Исходный текст:
В 1600 году на братьев Романовых написал донос их же человек, обвинивший бояр в колдовстве. Подобное обвинение было одним из самых серьезных в то время, поскольку подразумевало желание «извести» царя или его близких. Воспользовавшись доносом на Романовых, которым подбросили «доказательства» «ведовства», царь «наложил на них опалу». Начались следствие и допросы людей Романовых и их самих.
В результате всех пятерых братьев Никитичей, их жен, детей и ближайших родственников сослали по разным городам. Старшего из братьев, Федора Никитича, — будущего патриарха и отца будущего царя Михаила Романова, — многократно пытав, постригли насильно с именем Филарет и отправили в далекий Антониев Сийский монастырь на север. Его жену постригли и сослали в один из заонежских погостов, детей — пятилетнего Михаила с младшими братом и сестрой — вместе с теткой отвезли на Белое озеро.

Исходные данные:

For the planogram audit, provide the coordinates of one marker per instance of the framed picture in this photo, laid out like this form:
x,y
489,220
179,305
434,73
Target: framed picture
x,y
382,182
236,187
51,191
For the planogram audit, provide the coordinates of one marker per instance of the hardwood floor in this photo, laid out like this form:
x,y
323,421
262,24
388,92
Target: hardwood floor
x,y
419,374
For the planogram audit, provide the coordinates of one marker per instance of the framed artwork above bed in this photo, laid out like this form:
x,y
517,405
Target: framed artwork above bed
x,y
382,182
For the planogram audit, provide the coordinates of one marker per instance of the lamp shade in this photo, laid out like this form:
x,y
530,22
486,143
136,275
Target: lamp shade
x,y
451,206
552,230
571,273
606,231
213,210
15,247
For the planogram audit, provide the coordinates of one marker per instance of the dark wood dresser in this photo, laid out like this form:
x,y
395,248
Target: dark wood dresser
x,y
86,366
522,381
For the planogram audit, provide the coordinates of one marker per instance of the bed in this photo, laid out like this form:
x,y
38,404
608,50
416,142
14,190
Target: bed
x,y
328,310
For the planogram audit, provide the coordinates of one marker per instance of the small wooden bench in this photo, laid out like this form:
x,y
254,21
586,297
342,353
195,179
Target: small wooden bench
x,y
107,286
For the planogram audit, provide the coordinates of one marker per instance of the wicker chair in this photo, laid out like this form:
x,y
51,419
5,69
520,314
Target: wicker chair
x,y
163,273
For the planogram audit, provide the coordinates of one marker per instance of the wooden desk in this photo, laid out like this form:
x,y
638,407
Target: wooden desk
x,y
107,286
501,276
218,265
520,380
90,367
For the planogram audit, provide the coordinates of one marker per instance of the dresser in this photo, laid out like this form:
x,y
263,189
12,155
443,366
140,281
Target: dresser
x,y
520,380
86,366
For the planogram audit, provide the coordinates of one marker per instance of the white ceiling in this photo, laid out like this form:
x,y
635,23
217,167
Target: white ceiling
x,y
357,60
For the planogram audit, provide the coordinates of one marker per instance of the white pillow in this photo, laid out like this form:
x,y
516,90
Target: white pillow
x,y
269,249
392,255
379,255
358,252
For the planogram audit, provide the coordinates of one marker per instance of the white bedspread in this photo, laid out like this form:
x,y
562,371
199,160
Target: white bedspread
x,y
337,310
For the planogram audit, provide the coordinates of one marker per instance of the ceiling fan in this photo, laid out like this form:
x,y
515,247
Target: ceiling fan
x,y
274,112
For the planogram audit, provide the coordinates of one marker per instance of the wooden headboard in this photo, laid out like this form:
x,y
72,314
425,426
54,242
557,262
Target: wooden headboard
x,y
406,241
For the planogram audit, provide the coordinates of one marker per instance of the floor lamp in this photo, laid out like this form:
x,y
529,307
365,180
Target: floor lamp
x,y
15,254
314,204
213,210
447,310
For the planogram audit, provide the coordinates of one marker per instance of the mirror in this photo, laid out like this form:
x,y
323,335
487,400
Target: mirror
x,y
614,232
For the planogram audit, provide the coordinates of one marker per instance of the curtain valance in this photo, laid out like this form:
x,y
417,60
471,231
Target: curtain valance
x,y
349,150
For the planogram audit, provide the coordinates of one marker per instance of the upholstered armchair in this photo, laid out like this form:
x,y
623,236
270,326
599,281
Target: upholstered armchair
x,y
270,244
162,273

Задание 1: Верните без изменений фрагмент текста об опале Романовых, начиная со слов «В результате всех» и заканчивая словами «на Белое озеро.».
Задание 2: Продолжите текст об опале Романовых, начав сразу после его последнего предложения.

Ответ 1:
В результате всех пятерых братьев Никитичей, их жен, детей и ближайших родственников сослали по разным городам. Старшего из братьев, Федора Никитича, — будущего патриарха и отца будущего царя Михаила Романова, — многократно пытав, постригли насильно с именем Филарет и отправили в далекий Антониев Сийский монастырь на север. Его жену постригли и сослали в один из заонежских погостов, детей — пятилетнего Михаила с младшими братом и сестрой — вместе с теткой отвезли на Белое озеро.

Ответ 2:
Из донесений видно, что жили сосланные в крайней нужде и голоде, даже детям молока давали «не помногу». Из пятерых сосланных братьев в таких условиях выжили только двое — Филарет и Иван, двое других были удушены. У Василия, сосланного в Сибирь, кандалы сняли лишь перед тем, как он испустил дух. Приставы не отходили от них ни на шаг, подслушивая по указанию Годунова все их разговоры, и немедленно доносили обо всем царю.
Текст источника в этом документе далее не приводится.